_Problem description_.
Show each line of the listing below that contains the word "neckerchief".

_Data for the task_.

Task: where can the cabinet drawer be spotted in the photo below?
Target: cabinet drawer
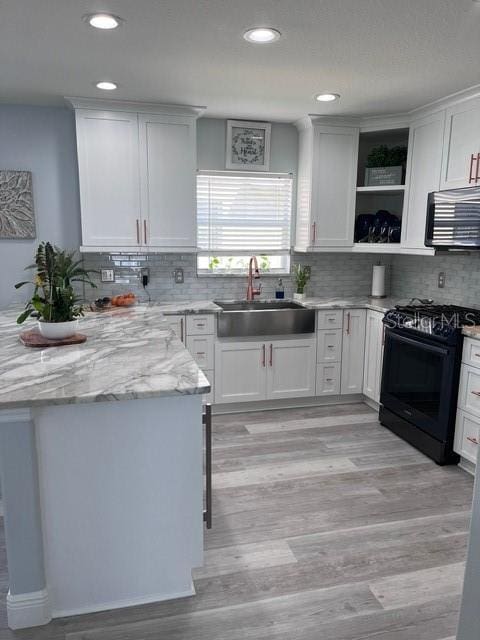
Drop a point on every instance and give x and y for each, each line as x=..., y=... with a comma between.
x=330, y=319
x=208, y=397
x=328, y=379
x=467, y=436
x=201, y=348
x=469, y=392
x=329, y=345
x=200, y=325
x=471, y=352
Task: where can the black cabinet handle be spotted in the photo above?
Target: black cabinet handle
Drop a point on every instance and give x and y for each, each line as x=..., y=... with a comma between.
x=207, y=421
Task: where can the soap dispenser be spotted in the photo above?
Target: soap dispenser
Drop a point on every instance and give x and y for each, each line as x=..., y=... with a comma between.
x=280, y=290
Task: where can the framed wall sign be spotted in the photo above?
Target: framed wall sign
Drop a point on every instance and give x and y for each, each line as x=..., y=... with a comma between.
x=17, y=219
x=248, y=145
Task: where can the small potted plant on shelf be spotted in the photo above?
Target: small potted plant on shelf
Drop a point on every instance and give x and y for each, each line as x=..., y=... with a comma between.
x=54, y=302
x=385, y=166
x=301, y=275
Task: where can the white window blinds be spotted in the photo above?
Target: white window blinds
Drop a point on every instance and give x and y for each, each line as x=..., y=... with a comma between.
x=244, y=213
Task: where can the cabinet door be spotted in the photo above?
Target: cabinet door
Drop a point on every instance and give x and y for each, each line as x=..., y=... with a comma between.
x=334, y=174
x=353, y=350
x=177, y=325
x=107, y=144
x=201, y=348
x=329, y=345
x=291, y=368
x=461, y=139
x=467, y=436
x=328, y=379
x=425, y=167
x=168, y=174
x=372, y=369
x=240, y=371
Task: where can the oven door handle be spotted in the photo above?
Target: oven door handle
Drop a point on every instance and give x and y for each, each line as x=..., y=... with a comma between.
x=398, y=335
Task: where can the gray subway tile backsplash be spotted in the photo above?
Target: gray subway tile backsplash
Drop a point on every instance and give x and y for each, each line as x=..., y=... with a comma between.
x=333, y=274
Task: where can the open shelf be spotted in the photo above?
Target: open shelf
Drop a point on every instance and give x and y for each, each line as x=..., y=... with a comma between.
x=388, y=188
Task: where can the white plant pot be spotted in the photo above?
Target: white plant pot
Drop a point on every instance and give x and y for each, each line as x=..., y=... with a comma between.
x=58, y=330
x=299, y=296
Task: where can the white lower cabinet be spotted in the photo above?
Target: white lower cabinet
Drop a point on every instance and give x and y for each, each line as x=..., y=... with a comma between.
x=201, y=348
x=210, y=375
x=467, y=436
x=372, y=370
x=266, y=370
x=240, y=371
x=353, y=350
x=328, y=379
x=291, y=368
x=467, y=426
x=329, y=345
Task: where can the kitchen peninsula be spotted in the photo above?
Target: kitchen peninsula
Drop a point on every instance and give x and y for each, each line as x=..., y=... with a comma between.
x=101, y=460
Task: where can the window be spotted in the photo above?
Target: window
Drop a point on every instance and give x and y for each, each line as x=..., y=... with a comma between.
x=241, y=214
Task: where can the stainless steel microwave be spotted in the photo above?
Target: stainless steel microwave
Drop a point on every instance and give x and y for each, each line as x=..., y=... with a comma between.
x=453, y=219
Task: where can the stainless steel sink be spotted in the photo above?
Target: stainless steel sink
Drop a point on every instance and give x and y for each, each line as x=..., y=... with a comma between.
x=241, y=318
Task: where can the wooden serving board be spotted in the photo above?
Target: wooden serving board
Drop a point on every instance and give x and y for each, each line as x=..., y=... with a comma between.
x=33, y=338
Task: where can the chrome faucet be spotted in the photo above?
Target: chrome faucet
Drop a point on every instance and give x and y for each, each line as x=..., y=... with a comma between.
x=251, y=291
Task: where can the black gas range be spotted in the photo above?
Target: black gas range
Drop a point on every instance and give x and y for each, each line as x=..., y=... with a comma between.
x=421, y=368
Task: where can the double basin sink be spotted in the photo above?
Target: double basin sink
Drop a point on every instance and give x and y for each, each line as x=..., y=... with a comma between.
x=241, y=318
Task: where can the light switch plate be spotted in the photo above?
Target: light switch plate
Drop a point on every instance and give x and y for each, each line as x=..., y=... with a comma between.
x=178, y=275
x=107, y=275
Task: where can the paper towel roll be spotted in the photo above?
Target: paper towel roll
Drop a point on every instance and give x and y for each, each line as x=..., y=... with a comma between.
x=378, y=281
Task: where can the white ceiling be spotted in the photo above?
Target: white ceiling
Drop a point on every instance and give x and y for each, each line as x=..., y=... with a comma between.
x=382, y=56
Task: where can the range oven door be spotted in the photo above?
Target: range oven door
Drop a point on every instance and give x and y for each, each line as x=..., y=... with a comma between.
x=420, y=381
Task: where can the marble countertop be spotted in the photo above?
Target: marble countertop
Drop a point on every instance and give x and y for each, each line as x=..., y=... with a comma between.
x=129, y=354
x=189, y=307
x=376, y=304
x=208, y=306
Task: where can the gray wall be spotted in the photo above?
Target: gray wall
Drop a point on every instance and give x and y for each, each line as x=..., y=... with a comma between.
x=40, y=140
x=417, y=276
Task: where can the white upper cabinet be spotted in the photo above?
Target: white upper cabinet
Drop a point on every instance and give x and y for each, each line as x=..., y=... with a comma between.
x=107, y=144
x=137, y=176
x=424, y=168
x=461, y=164
x=326, y=186
x=167, y=173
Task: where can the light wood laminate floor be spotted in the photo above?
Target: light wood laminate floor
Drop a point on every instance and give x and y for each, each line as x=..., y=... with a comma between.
x=326, y=527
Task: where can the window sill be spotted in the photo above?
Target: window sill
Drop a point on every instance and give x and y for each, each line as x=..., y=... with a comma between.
x=243, y=276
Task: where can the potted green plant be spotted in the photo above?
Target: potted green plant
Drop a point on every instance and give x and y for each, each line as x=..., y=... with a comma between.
x=385, y=166
x=301, y=275
x=54, y=302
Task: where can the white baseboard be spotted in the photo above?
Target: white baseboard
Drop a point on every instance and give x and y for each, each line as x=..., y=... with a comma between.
x=286, y=403
x=467, y=466
x=122, y=604
x=28, y=609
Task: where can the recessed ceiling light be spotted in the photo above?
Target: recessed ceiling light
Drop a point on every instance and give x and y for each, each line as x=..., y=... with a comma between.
x=106, y=85
x=262, y=35
x=103, y=20
x=327, y=97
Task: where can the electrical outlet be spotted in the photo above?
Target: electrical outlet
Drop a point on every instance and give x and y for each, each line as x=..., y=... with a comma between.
x=145, y=273
x=178, y=275
x=107, y=275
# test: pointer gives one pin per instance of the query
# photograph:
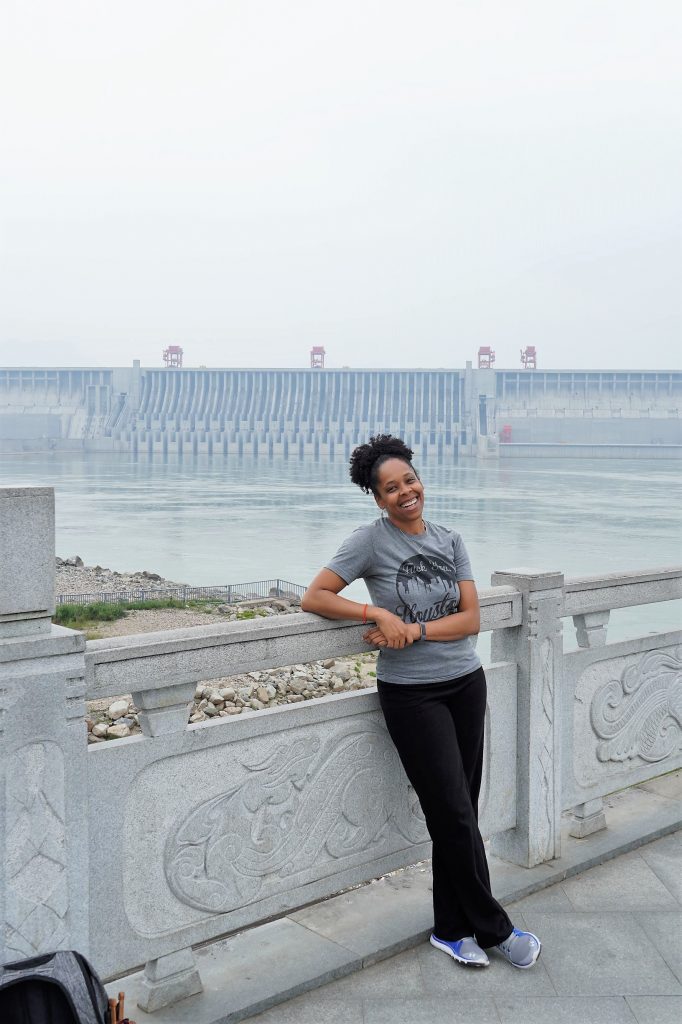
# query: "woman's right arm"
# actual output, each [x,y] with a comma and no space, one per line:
[323,598]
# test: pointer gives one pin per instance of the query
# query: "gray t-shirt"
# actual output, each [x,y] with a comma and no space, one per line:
[415,577]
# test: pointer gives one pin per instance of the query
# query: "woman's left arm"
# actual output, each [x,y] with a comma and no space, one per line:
[464,623]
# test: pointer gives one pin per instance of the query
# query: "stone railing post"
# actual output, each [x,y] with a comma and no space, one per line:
[537,648]
[43,799]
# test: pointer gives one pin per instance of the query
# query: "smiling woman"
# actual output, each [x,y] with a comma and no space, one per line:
[431,686]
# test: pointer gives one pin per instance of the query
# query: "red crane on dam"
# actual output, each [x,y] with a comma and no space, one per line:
[528,357]
[173,356]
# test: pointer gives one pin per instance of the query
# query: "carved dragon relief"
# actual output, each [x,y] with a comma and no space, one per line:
[306,803]
[640,714]
[36,864]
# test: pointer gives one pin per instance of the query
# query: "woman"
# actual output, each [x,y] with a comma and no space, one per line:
[431,687]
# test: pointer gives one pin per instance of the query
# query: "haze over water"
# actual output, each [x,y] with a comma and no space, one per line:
[219,520]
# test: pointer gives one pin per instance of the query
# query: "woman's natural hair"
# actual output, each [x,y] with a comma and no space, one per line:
[367,460]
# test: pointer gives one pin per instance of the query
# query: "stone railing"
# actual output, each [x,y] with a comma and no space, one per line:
[136,850]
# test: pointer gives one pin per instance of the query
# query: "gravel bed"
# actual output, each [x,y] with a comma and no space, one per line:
[117,717]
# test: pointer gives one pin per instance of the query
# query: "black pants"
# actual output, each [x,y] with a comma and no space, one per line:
[437,729]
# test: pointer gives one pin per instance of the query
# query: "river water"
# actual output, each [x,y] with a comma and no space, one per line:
[230,519]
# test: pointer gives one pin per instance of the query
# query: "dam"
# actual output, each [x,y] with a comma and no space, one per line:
[325,412]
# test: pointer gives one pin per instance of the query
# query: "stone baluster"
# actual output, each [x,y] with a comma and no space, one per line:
[43,748]
[591,629]
[590,632]
[537,648]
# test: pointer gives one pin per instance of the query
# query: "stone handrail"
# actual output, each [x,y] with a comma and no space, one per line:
[621,590]
[173,657]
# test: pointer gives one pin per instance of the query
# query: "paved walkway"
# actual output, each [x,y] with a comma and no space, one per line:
[611,954]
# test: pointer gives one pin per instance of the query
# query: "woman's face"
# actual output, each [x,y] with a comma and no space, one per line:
[399,492]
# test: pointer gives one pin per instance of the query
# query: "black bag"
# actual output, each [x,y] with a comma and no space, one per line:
[54,988]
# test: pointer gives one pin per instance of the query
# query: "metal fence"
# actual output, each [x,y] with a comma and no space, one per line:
[229,593]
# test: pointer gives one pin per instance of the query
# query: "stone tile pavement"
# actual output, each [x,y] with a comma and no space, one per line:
[611,954]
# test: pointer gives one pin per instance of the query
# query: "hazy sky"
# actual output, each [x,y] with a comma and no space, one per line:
[400,182]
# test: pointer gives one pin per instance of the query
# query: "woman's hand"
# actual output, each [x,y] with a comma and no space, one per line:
[391,631]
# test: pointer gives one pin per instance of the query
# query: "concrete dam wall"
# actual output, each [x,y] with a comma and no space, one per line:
[327,412]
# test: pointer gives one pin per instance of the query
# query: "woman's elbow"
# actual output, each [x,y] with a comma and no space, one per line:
[309,601]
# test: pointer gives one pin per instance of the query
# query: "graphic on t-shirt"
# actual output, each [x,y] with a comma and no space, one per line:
[427,589]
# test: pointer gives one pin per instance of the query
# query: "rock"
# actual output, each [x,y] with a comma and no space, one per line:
[118,731]
[118,709]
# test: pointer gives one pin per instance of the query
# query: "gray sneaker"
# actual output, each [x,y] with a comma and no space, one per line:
[520,948]
[464,950]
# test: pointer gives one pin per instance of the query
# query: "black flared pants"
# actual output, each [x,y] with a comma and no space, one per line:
[437,729]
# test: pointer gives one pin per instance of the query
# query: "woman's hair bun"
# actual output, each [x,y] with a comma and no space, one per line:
[366,459]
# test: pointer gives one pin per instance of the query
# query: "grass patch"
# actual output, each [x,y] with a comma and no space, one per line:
[77,615]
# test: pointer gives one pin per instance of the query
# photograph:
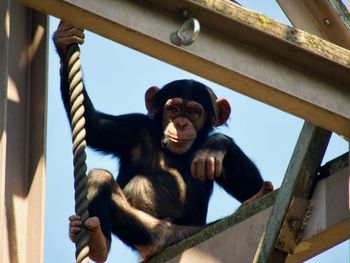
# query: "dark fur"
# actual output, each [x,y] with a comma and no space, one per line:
[153,179]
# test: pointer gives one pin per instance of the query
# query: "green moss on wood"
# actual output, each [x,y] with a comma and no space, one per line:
[294,36]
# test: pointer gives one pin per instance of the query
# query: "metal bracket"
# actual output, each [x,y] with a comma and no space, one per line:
[293,223]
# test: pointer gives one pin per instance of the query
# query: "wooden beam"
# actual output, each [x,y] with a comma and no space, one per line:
[244,216]
[23,59]
[298,181]
[328,19]
[252,54]
[328,225]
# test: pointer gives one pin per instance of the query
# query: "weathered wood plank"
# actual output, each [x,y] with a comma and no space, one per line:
[298,181]
[252,54]
[239,216]
[329,223]
[328,19]
[23,78]
[238,235]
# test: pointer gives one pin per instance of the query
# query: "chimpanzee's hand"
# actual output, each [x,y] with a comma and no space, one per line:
[66,35]
[75,226]
[207,164]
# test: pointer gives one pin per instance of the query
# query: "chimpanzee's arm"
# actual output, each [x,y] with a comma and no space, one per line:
[240,177]
[106,133]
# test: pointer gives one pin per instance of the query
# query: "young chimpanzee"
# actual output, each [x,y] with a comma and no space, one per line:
[168,163]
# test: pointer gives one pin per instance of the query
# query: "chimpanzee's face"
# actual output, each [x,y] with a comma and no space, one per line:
[182,119]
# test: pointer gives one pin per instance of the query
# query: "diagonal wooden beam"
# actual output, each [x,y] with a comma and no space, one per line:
[325,18]
[298,181]
[237,48]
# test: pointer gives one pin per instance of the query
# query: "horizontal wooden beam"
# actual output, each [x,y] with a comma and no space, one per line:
[328,225]
[240,49]
[325,18]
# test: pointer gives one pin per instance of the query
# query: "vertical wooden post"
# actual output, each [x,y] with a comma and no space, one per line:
[23,77]
[298,181]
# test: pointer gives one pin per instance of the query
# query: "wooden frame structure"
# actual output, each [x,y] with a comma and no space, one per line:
[290,69]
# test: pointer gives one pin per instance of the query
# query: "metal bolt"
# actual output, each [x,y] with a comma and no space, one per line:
[187,34]
[327,21]
[295,224]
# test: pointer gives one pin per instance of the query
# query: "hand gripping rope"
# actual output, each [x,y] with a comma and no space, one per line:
[77,123]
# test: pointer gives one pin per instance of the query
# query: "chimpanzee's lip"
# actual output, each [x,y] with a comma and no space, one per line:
[178,140]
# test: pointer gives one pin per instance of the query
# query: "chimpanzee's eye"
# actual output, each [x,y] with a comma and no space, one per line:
[173,110]
[194,113]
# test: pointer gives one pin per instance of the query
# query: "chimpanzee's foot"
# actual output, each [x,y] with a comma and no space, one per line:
[98,244]
[167,235]
[265,189]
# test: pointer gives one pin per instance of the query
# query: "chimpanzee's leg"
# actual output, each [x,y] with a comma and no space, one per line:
[139,230]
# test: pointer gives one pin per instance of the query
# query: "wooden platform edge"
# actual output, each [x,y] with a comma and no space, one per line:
[328,169]
[240,215]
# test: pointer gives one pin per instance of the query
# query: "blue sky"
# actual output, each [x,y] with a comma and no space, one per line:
[116,78]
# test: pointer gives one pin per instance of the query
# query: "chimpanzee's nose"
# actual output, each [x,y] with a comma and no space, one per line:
[181,123]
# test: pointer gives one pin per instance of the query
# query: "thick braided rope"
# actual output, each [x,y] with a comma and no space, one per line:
[79,145]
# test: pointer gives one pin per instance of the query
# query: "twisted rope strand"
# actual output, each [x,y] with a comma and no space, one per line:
[77,123]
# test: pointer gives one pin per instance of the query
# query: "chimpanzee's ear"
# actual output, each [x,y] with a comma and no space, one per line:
[149,100]
[223,111]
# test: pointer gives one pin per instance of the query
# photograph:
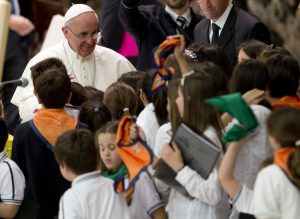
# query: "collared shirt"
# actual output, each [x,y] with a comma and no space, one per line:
[221,21]
[99,70]
[92,196]
[148,122]
[187,15]
[11,186]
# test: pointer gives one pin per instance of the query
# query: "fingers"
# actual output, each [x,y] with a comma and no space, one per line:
[254,96]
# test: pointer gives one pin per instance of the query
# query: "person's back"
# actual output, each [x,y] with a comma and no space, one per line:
[91,195]
[151,24]
[232,26]
[276,190]
[34,141]
[12,182]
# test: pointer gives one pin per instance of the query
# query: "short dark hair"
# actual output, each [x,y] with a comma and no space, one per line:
[252,48]
[284,75]
[119,96]
[3,134]
[53,88]
[248,75]
[76,149]
[95,114]
[46,64]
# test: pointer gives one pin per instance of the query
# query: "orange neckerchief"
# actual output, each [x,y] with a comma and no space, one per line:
[136,155]
[160,55]
[293,101]
[281,158]
[51,123]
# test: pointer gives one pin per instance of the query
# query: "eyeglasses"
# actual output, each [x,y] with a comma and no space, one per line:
[85,36]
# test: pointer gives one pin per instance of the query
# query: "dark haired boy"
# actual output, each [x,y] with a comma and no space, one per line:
[34,141]
[91,196]
[12,182]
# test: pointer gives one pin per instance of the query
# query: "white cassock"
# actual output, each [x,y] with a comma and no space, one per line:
[100,69]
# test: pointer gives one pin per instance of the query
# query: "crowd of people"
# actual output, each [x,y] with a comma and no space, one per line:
[65,161]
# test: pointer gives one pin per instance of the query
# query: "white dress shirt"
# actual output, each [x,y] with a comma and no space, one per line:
[100,69]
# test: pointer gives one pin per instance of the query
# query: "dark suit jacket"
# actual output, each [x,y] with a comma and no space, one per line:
[150,25]
[239,26]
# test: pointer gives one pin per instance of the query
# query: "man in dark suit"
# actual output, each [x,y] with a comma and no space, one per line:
[228,26]
[151,24]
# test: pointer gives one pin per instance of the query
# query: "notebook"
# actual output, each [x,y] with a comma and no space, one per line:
[198,152]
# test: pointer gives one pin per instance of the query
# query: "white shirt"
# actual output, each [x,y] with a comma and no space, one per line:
[221,21]
[148,122]
[209,201]
[275,196]
[92,196]
[145,199]
[11,188]
[163,136]
[243,200]
[255,150]
[99,70]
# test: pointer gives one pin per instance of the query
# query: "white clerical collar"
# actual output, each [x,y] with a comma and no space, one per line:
[221,21]
[74,55]
[187,15]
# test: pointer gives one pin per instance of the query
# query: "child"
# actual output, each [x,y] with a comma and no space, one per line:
[277,187]
[145,202]
[209,199]
[12,182]
[34,141]
[91,196]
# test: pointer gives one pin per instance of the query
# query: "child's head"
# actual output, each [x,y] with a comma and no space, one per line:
[95,114]
[248,75]
[75,152]
[284,75]
[194,89]
[250,49]
[283,125]
[53,88]
[200,52]
[284,131]
[3,134]
[46,64]
[93,93]
[105,142]
[120,99]
[78,94]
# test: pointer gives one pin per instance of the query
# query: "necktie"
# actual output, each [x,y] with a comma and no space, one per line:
[15,9]
[181,21]
[215,37]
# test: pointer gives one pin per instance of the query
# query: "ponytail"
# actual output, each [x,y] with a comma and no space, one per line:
[294,166]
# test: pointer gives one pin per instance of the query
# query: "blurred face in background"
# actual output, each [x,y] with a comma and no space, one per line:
[213,9]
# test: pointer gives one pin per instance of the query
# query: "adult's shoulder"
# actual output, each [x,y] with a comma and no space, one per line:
[244,17]
[106,53]
[56,51]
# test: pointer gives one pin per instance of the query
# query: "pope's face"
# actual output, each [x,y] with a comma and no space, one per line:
[177,4]
[213,9]
[83,24]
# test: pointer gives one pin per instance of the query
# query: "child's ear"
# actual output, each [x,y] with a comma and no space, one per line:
[37,96]
[69,99]
[143,97]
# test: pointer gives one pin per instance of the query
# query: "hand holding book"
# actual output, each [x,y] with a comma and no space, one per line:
[171,154]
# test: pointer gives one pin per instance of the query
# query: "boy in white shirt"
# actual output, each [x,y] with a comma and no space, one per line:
[12,181]
[91,195]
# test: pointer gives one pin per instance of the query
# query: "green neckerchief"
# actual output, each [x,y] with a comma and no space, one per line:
[114,174]
[235,105]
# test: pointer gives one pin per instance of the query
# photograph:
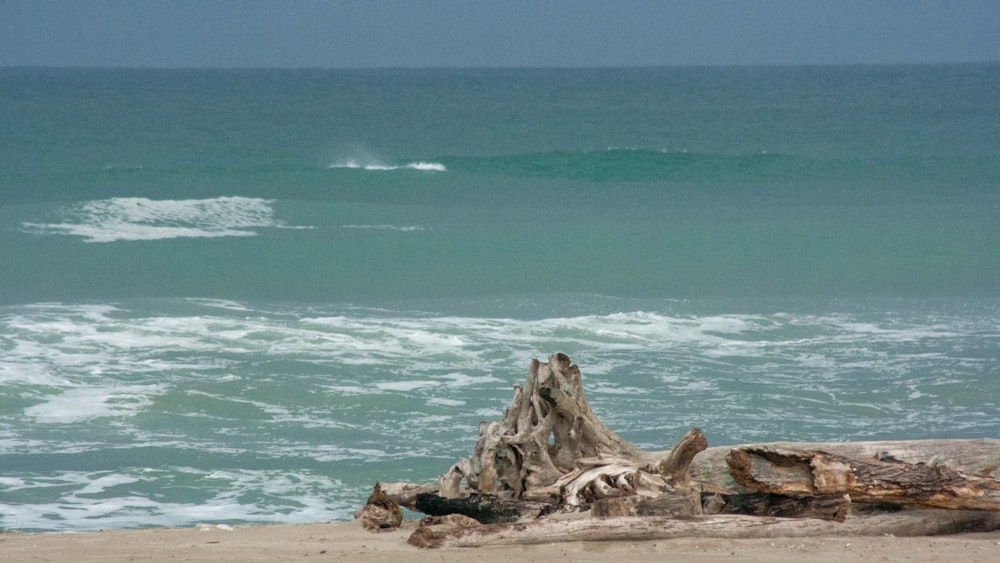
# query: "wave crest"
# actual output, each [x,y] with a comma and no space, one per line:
[137,218]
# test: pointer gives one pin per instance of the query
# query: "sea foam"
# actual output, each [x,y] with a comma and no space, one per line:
[373,165]
[143,219]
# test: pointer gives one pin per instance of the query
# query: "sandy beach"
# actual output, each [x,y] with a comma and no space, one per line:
[350,542]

_Answer to the exercise_.
# query: "orange neckerchief"
# query: "green neckerchief"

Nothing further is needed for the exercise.